» TASK DETAILS: Line by line, copy the records below exactly.

» SUPPLIED RECORDS:
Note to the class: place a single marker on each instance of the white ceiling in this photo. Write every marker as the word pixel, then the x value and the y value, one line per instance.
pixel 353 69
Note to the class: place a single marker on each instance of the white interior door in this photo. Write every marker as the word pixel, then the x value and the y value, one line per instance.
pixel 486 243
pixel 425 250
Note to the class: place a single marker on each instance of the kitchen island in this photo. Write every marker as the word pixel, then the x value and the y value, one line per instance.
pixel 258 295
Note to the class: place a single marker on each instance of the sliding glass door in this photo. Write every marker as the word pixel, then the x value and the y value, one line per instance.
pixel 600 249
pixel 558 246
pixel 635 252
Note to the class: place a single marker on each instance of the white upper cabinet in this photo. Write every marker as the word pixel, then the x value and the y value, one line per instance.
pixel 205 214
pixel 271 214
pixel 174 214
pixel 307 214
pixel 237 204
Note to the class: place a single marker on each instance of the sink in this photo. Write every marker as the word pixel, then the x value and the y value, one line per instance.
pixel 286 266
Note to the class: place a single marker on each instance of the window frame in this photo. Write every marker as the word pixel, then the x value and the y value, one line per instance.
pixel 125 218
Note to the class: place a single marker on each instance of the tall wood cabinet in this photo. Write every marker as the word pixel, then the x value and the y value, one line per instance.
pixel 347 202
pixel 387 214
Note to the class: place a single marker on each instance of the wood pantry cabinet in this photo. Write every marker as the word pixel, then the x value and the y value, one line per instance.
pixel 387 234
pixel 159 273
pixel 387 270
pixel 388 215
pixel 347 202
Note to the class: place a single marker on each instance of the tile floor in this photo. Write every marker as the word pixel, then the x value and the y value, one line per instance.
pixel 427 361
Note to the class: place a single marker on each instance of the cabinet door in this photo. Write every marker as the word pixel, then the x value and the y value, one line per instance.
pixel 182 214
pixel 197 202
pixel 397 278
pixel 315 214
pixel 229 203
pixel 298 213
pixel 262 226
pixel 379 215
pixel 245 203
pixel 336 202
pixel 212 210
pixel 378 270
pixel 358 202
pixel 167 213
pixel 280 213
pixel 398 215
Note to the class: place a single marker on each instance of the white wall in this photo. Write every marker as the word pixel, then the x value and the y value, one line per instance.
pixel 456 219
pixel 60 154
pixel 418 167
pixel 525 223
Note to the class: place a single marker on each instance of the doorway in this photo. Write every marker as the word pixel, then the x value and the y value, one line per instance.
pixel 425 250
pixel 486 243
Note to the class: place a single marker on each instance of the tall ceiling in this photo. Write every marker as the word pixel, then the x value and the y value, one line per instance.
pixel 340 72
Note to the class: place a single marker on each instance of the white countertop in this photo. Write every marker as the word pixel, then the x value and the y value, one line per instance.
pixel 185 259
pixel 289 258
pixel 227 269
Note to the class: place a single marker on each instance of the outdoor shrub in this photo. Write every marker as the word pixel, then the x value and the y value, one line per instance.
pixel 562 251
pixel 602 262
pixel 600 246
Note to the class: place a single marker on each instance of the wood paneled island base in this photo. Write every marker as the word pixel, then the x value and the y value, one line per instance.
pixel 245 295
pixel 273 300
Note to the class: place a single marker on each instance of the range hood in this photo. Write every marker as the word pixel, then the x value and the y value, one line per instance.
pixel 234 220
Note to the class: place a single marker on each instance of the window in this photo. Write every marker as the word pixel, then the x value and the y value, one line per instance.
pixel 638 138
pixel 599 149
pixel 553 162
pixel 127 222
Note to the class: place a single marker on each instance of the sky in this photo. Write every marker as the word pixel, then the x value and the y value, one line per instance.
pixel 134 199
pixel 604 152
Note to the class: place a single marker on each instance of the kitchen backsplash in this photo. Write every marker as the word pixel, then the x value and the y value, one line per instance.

» WRITTEN ANSWER:
Note to the class: place a single marker on each instance of the white ceiling in this photo. Write every marker as the word pixel, then the x value and the y value, one line per instance.
pixel 353 69
Note to the class: place a single marker on each instance of the white interior door in this photo. Write every marker as the word pixel, then the x value and the y value, one line per instance.
pixel 486 243
pixel 425 250
Note to the class: place a single marker on each instance of the kitchen island in this photo. Write every marker as the word pixel, then the x value and the y value, one line per instance.
pixel 258 295
Note to the class: place a single marker on each instance of the sliding glass door in this photo. Write every marker as the word pixel, then the x value and the y value, one line per instance.
pixel 600 249
pixel 558 246
pixel 635 252
Note to the class: place a single marker on each instance of the white upper cabinet in this photo. Write every marker as the word pixel, then the x value and the y value, one line per instance.
pixel 205 214
pixel 271 214
pixel 174 214
pixel 307 214
pixel 237 204
Note to the class: place a single marker on each instance of the sink in this photo. Write every marker as the word pixel, then the x value and the y value, one line per instance.
pixel 286 266
Note to the class: place a single marker on each instance of the window frame in this photo. Write every marker as the word pixel, then the x value and the y value, one line per instance.
pixel 125 218
Note to the class: place a single marker on each instance of the tall wood cabinet in this photo. Write every marker as the word pixel, then the x value and the y value, one line per instance.
pixel 347 202
pixel 387 214
Note to the class: place a single marker on each instance of the wood pantry cabinet in this photo. Write every marker as the word pixel, then the x value and the y value, one line per instance.
pixel 387 234
pixel 159 273
pixel 387 270
pixel 388 215
pixel 347 202
Note to the class: place a single marker on each instance of the tile floor in this photo. Write every marker as the word pixel, then the x value and the y value, one line per instance.
pixel 427 361
Note to the class: place a single marker on each instance of the cabinet door in this photo. Write every marker as the word pixel, then the x value and the y value, one line per instance.
pixel 182 214
pixel 197 202
pixel 397 278
pixel 315 214
pixel 229 203
pixel 298 213
pixel 262 226
pixel 379 215
pixel 245 203
pixel 336 202
pixel 212 210
pixel 378 270
pixel 358 202
pixel 167 213
pixel 280 213
pixel 398 215
Note to the class: place a single marker on each instance of the white wall in this photo. Write every marker as the word pixel, then the x value and the y value, one line per instance.
pixel 456 219
pixel 60 154
pixel 418 167
pixel 525 223
Note to the class: place a single marker on each instance of the doorway in this photo. Write every marker as the word pixel, then the x value and the y value, one line per instance.
pixel 425 250
pixel 486 243
Note to the class: place a single marker on each instance of the tall ceiling in this photo. Write every marker as the word pixel, then the x value and the y value, one line per instance.
pixel 340 72
Note to the class: place a single marker on each instance of the white countertop in this photo. Write every marker as the word pixel, then the x value and the y value, one line per instance.
pixel 185 259
pixel 289 258
pixel 227 269
Note to the class: place a single marker on each instance of the outdoor shrub in this photo. Write every marker as the word pixel, then the x value and the y value, one line per instance.
pixel 562 251
pixel 602 262
pixel 600 246
Note to the class: place a single marker on each instance of the wood paneled island base in this photo. Write every marker as the word pixel, then the x value and the y value, one line per instance.
pixel 245 295
pixel 273 300
Note to the class: place a single marker on each instance of the range hood in this photo. Write every marker as the word pixel, then the x value and the y value, one line per instance.
pixel 234 220
Note to the class: place a single marker on each instance of the window in this photo. Write every marker as the word pixel, then the x value and the y value, one line per instance.
pixel 638 138
pixel 599 149
pixel 553 162
pixel 127 222
Note to the class: place a single marker on each instance of the sky in this photo. Write every marker as the word pixel, then the x value and the y value, one line per instance.
pixel 134 199
pixel 604 152
Note to the class: place a single marker on each instance of the kitchen backsplash in this photo. Write every marker as the word pixel, then the x value and the y value, one line per instance.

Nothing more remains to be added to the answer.